**WHAT YOU SHOULD DO**. Quote the whole listing word for word, please.

**DATASET ROWS**.
++++
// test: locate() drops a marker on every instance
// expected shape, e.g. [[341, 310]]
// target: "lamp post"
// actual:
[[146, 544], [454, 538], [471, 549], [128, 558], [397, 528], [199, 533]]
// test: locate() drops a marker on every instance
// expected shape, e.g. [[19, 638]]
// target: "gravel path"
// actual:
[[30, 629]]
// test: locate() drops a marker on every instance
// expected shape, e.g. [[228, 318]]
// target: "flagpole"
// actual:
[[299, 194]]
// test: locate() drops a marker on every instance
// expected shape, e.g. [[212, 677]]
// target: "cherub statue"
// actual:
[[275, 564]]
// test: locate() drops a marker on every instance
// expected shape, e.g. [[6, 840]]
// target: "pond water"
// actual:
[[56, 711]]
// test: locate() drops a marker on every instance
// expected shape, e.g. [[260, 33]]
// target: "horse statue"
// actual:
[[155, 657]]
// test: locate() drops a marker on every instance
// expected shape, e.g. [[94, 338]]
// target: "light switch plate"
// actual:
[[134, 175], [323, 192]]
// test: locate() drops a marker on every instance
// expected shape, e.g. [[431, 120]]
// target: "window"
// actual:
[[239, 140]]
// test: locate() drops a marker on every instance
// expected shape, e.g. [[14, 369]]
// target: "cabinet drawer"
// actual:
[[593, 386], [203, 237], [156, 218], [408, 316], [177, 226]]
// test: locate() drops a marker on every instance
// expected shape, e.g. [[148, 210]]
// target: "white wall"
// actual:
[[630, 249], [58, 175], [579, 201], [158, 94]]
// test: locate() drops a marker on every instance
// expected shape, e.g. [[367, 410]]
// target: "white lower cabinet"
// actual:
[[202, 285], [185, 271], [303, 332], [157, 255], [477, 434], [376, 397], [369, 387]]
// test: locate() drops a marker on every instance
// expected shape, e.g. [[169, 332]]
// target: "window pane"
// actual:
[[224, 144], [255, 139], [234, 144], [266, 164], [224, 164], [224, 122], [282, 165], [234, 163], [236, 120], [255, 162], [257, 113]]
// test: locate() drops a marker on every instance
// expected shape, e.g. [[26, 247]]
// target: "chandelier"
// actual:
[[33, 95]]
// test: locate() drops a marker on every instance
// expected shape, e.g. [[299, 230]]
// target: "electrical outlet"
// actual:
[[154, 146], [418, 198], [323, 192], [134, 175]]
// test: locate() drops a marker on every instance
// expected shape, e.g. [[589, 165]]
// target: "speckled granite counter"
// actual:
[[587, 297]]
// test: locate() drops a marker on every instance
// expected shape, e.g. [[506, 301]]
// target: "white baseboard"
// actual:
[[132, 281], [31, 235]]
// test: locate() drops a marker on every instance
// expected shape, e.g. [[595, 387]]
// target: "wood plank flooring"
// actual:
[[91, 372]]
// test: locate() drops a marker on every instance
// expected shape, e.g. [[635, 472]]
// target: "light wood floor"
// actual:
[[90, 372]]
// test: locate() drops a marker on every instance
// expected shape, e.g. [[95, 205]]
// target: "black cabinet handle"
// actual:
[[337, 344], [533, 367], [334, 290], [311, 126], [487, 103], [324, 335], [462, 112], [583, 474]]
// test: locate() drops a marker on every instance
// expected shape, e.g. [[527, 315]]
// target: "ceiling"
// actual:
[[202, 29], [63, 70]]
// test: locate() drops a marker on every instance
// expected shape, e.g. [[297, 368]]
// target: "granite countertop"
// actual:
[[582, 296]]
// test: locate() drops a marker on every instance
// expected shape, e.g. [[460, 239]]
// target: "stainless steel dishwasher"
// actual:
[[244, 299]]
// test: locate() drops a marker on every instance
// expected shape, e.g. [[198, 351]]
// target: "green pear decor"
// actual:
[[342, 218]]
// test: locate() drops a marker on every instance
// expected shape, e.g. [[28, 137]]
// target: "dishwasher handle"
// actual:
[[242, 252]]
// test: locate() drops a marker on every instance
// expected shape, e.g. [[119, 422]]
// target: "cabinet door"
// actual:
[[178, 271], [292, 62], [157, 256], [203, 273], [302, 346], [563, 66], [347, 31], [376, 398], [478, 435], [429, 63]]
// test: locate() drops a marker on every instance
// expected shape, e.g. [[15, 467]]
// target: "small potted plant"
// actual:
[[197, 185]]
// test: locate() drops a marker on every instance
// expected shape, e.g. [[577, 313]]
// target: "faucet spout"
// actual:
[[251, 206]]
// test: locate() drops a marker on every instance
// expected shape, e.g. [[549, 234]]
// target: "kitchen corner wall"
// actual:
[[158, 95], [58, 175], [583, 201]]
++++
**RESULT OF THIS EXERCISE**.
// test: locate() drops a marker on every instance
// expected shape, e.g. [[341, 310]]
// target: "lamp post"
// actual:
[[146, 544], [454, 538], [471, 549], [128, 558], [397, 528], [199, 533]]
// test: locate() drops a marker on every instance
// expected shape, e.g. [[19, 638]]
// target: "gravel path"
// actual:
[[30, 629]]
// test: locate() drops a marker on every instance
// expected shape, e.g. [[228, 318]]
// target: "flagpole"
// actual:
[[299, 194]]
// test: locate() drops a marker on every instance
// expected shape, e.g. [[212, 677]]
// target: "cherub statue"
// actual:
[[275, 564]]
// test: locate() drops a marker on every instance
// expected shape, e.g. [[6, 840]]
// target: "pond water"
// actual:
[[56, 711]]
// test: locate() drops a marker on every instance
// expected shape, e.g. [[260, 33]]
// target: "horse statue"
// actual:
[[155, 657]]
// test: locate() drops a marker on every instance
// expected shape, e.g. [[94, 338]]
// target: "light switch plate"
// actual:
[[134, 175], [323, 192]]
// test: locate() drops a marker on every instance
// expected shape, e.g. [[431, 120]]
// target: "window"
// actual:
[[239, 140]]
// test: locate() drops a marker on every instance
// expected shape, e.g. [[14, 369]]
// target: "cabinet drawer"
// actual:
[[593, 386], [203, 237], [156, 218], [408, 316], [177, 226]]
// test: locate() drops a marker on every instance
// expected shape, e.g. [[148, 210]]
// target: "white wall"
// actual:
[[630, 249], [58, 175], [579, 201], [158, 94]]
// test: locate() drops a marker on every instance
// expected shape, e.g. [[367, 410]]
// target: "white lower cabinet"
// actual:
[[202, 285], [185, 271], [303, 332], [157, 255], [477, 434], [376, 397], [369, 387]]
// test: locate() drops a marker on every instance
// expected shape, e.g. [[169, 332]]
// target: "window pane"
// actual:
[[224, 144], [255, 139], [234, 144], [266, 164], [224, 164], [224, 122], [282, 165], [234, 163], [236, 120], [255, 162], [257, 113]]
// test: locate() drops a marker on every instance
// expected shape, e.g. [[26, 247]]
// target: "chandelier"
// actual:
[[33, 95]]
// test: locate() drops a marker on every instance
// expected shape, e.g. [[299, 230]]
// target: "electrical outlet"
// actual:
[[154, 146], [418, 198], [323, 192], [134, 175]]
// test: locate() drops a marker on every instance
// expected shape, e.g. [[589, 165]]
// target: "speckled granite counter"
// actual:
[[587, 297]]
// test: locate() drops a marker on every instance
// expected shape, e.g. [[506, 301]]
// target: "white baseboard"
// actual:
[[132, 281], [31, 235]]
// test: locate() drops a marker on every instance
// expected shape, e.g. [[595, 387]]
// target: "wood plank flooring"
// actual:
[[91, 372]]
// test: locate() drops a marker on every instance
// expected shape, e.g. [[635, 472]]
// target: "light wood floor"
// actual:
[[90, 372]]
// test: locate() drops a marker on every instance
// expected shape, e.g. [[95, 205]]
// target: "black cabinet handle"
// actual:
[[337, 344], [533, 367], [334, 290], [311, 126], [487, 103], [324, 335], [462, 112], [583, 474]]
// test: locate() drops a marker on every instance
// expected shape, e.g. [[527, 315]]
// target: "ceiling"
// actual:
[[202, 29], [63, 70]]
// test: locate() drops a marker on every instance
// expected shape, e.g. [[297, 368]]
// target: "granite countertop"
// actual:
[[582, 296]]
// test: locate() drops a marker on every instance
// expected shape, e.g. [[460, 239]]
// target: "stainless steel dishwasher"
// actual:
[[244, 299]]
// test: locate() drops a marker on every instance
// expected shape, e.g. [[198, 351]]
// target: "green pear decor"
// actual:
[[342, 218]]
// test: locate() drops a marker on every instance
// expected shape, e.g. [[28, 137]]
// target: "dishwasher handle"
// actual:
[[242, 252]]
// test: locate() drops a marker on every instance
// expected shape, e.g. [[119, 422]]
// target: "cabinet door"
// actual:
[[178, 271], [292, 62], [157, 256], [203, 273], [302, 346], [563, 66], [347, 31], [376, 398], [478, 435], [429, 63]]
// test: locate() drops a marker on every instance
// expected shape, e.g. [[15, 467]]
// target: "small potted plant"
// actual:
[[197, 185]]
// test: locate() drops a marker on every instance
// expected shape, e.g. [[577, 313]]
// target: "faucet spout"
// actual:
[[251, 206]]
// test: locate() drops a marker on every instance
// expected shape, e.g. [[549, 234]]
// target: "kitchen corner wall"
// actual:
[[158, 95], [58, 175], [583, 201]]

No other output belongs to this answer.